(Source data)
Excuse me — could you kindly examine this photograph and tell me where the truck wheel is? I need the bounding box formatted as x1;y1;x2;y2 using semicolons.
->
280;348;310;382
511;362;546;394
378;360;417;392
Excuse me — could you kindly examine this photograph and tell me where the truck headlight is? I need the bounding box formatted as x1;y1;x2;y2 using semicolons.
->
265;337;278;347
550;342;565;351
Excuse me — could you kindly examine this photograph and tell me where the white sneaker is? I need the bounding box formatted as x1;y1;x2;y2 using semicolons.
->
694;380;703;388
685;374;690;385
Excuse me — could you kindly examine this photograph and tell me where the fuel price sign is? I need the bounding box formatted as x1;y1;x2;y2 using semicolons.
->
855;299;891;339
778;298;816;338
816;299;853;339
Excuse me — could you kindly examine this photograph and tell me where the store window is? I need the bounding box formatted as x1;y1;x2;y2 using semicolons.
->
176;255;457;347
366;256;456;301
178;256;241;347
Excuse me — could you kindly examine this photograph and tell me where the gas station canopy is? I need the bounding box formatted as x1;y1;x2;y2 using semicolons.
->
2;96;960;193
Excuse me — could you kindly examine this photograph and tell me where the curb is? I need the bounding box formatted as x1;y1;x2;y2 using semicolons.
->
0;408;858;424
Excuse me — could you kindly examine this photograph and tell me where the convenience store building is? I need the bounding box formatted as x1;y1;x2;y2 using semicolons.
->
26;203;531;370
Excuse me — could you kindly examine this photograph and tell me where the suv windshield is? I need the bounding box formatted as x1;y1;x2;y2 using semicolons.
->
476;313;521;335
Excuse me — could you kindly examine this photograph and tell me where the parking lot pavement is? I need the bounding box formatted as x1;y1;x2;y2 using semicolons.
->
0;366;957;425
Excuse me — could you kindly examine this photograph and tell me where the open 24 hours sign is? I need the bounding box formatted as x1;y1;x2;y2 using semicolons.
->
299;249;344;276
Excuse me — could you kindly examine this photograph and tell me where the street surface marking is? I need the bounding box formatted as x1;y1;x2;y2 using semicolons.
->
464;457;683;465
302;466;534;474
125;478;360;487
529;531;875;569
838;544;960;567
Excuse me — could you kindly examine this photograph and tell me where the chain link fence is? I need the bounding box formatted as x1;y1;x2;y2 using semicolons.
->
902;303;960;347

...

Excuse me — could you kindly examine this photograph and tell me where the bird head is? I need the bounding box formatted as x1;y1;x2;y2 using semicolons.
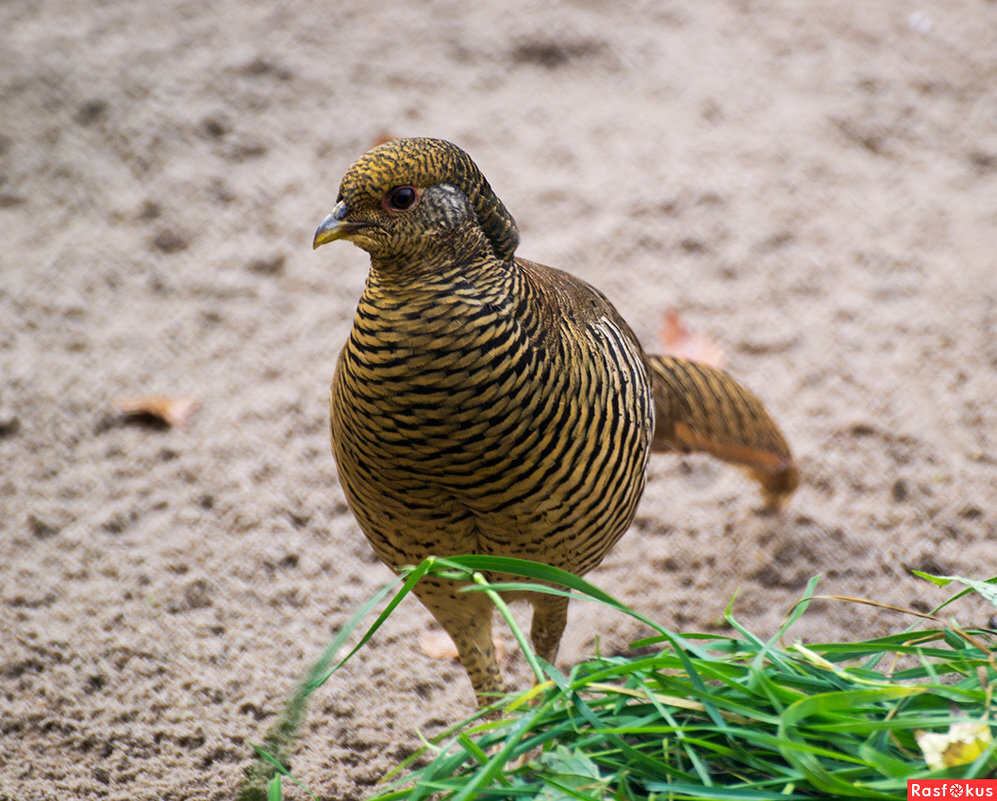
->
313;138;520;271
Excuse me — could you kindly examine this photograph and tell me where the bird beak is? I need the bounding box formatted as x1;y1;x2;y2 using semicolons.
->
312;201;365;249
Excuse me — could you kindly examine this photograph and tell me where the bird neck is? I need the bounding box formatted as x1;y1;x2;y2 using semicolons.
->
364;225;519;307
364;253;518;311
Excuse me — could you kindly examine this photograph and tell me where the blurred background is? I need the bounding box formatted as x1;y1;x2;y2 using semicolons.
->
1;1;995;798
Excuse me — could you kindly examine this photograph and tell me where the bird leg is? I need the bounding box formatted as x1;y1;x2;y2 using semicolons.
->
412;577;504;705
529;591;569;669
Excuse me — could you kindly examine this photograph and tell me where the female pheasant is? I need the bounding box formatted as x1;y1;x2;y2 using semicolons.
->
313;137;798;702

...

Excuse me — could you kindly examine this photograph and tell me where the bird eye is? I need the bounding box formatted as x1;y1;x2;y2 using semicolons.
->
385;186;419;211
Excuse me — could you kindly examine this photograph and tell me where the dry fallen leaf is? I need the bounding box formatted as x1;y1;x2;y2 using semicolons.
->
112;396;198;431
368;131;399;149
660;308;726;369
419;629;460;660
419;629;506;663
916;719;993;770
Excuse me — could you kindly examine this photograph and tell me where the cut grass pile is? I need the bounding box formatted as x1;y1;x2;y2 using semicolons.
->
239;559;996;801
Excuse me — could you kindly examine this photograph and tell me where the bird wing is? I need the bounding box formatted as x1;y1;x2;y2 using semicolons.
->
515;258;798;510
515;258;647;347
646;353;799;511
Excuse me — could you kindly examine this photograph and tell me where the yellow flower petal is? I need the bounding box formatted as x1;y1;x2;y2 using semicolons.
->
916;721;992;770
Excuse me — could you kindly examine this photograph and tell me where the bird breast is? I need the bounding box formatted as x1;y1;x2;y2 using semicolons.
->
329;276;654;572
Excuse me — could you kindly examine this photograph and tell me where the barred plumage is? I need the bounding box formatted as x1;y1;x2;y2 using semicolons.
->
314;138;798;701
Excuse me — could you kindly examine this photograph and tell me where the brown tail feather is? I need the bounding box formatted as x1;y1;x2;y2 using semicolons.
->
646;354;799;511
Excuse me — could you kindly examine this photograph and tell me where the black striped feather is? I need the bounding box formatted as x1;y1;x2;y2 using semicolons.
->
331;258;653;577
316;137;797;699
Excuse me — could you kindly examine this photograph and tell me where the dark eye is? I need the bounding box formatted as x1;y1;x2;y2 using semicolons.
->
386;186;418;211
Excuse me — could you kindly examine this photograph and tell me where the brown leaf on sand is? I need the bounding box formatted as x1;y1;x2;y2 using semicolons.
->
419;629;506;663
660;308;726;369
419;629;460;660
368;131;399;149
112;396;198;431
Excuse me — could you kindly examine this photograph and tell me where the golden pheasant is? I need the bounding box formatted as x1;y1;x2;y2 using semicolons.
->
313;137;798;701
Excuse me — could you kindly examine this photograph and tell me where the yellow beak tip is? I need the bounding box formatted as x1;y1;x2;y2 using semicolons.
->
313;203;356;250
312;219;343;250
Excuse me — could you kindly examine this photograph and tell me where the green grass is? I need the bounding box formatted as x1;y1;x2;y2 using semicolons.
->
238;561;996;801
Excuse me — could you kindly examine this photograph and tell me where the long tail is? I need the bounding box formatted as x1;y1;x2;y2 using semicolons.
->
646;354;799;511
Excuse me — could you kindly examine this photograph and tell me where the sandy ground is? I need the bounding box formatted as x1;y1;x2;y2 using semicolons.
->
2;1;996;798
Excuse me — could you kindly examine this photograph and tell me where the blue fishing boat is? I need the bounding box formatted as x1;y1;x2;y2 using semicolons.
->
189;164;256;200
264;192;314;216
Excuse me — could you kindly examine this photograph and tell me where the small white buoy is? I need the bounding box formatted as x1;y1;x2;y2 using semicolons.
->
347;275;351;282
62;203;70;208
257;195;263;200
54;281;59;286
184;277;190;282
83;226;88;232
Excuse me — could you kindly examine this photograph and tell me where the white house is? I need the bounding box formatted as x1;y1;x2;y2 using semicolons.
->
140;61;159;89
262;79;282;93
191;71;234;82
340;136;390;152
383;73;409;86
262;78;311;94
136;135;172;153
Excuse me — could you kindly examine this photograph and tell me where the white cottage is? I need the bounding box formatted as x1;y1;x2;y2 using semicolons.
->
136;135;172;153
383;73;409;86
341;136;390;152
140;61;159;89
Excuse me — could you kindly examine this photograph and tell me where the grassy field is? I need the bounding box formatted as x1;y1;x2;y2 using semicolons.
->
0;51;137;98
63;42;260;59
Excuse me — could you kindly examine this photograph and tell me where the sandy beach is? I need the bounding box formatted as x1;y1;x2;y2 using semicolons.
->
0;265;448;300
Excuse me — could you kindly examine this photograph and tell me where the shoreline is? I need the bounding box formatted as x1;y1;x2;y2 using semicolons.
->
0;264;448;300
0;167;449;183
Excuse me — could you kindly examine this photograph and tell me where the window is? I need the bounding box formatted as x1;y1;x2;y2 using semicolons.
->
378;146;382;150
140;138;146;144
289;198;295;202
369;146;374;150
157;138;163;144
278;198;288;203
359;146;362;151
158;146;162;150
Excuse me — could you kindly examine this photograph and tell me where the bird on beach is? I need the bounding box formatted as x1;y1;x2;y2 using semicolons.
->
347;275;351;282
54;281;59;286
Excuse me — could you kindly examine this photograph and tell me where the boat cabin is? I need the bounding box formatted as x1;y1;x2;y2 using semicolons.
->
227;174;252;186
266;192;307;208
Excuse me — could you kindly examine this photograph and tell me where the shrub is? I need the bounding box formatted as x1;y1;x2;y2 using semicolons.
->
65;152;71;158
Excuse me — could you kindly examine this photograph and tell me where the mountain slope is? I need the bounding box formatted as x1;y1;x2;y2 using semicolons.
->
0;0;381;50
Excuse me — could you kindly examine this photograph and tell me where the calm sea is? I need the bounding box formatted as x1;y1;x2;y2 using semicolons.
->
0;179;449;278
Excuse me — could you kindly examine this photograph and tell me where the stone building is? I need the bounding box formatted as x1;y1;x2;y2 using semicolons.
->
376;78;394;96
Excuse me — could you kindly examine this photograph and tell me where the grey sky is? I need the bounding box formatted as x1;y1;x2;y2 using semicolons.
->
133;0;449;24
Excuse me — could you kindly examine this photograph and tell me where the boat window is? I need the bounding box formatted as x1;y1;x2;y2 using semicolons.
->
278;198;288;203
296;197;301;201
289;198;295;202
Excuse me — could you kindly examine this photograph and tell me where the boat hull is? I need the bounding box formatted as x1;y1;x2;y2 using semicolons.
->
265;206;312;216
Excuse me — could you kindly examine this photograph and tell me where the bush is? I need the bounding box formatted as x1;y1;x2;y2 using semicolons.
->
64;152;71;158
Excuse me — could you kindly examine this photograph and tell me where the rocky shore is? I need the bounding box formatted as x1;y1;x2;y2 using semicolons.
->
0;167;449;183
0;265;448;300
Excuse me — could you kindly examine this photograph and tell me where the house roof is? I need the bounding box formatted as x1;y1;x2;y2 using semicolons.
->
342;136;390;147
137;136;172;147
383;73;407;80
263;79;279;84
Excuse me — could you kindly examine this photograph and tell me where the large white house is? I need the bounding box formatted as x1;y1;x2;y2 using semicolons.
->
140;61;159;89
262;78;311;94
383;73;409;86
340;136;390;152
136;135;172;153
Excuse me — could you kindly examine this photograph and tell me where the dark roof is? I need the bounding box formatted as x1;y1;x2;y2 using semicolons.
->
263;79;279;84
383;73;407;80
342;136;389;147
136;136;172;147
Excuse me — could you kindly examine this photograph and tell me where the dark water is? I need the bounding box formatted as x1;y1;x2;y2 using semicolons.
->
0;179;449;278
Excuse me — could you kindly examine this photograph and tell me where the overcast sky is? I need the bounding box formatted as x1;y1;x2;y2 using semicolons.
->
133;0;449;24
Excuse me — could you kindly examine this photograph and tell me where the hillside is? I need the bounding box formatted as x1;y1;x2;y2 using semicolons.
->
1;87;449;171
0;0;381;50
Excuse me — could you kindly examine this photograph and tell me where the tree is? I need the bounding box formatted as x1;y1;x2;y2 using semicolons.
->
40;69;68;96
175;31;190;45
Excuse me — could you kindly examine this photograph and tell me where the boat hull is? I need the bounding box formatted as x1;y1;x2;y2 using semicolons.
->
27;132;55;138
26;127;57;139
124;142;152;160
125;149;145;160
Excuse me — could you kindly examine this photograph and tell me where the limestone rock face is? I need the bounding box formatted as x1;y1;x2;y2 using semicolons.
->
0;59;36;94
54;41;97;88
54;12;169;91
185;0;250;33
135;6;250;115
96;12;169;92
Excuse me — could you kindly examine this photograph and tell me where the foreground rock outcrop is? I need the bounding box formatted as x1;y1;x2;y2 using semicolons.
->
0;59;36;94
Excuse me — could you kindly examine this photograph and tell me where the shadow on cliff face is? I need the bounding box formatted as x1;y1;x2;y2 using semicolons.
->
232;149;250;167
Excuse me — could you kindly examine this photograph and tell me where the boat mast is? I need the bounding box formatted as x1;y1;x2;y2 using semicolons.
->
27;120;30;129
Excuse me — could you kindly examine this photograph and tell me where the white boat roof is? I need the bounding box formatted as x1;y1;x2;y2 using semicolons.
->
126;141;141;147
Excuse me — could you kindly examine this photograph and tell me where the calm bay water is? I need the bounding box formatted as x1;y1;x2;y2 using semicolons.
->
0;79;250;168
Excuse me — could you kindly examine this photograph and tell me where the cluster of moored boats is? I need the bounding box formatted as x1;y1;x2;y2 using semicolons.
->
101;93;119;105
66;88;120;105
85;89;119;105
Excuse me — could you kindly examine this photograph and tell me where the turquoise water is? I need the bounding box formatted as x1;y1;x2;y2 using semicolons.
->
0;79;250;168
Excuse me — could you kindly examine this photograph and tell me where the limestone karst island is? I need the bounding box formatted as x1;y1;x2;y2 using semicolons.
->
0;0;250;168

▶ Assignment
Out of the records above, pull each line containing the word "roof".

▶ Task answer
Excuse me — could you kindly examine this photograph and tell me where the house roof is? I need the bounding box formatted as x1;y1;x2;y2 using semicolons.
Excuse me — could you kindly examine this photograph and tell me where the dark roof is? I need the bounding box formatted as x1;y1;x2;y2 using semicolons.
Excuse me — could you kindly examine this photograph and tell me where the white boat roof is? I need the bounding box formatted as x1;y1;x2;y2 using semicolons.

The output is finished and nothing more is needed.